- [Task input]
--------

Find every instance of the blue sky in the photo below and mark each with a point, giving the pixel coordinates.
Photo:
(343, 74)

--------

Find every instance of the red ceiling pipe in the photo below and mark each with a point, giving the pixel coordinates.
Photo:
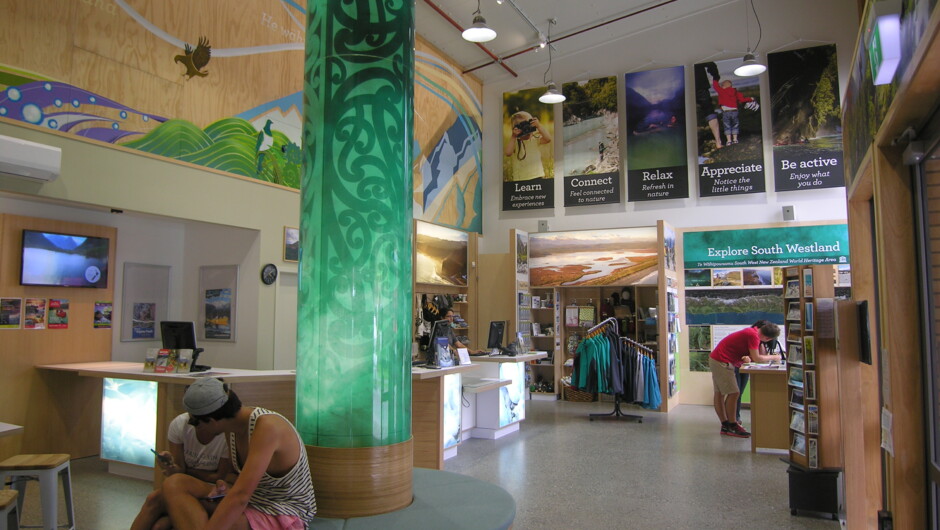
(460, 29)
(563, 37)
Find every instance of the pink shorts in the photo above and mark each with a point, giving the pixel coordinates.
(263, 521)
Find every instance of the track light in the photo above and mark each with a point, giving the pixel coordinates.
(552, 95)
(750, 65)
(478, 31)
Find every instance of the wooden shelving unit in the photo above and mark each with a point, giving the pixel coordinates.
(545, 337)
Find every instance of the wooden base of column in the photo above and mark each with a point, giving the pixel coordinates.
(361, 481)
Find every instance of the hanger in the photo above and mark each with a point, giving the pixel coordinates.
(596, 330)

--------

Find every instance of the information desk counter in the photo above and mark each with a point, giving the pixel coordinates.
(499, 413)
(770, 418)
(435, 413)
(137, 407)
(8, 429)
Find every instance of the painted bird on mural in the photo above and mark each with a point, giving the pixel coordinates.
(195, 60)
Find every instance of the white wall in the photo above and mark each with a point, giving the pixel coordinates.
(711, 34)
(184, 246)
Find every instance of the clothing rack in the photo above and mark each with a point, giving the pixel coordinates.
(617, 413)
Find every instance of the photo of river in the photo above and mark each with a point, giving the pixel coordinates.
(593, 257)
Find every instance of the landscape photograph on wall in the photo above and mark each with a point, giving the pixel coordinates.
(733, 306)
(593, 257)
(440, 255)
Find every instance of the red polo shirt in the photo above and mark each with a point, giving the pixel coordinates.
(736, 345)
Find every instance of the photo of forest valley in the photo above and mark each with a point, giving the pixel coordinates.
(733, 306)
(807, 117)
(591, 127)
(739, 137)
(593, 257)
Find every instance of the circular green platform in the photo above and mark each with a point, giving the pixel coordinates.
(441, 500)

--------

- [Request] Copy out each line of the items above that contains the string "wall". Matching is case-sensitive.

- [Task solution]
Find every instance of the white wall in the photo above and mark each with a point, giving the pixel coordinates.
Find every instance of the landscape photograph on wall in the photo above and mark each with a point, giving the pixel coordinates.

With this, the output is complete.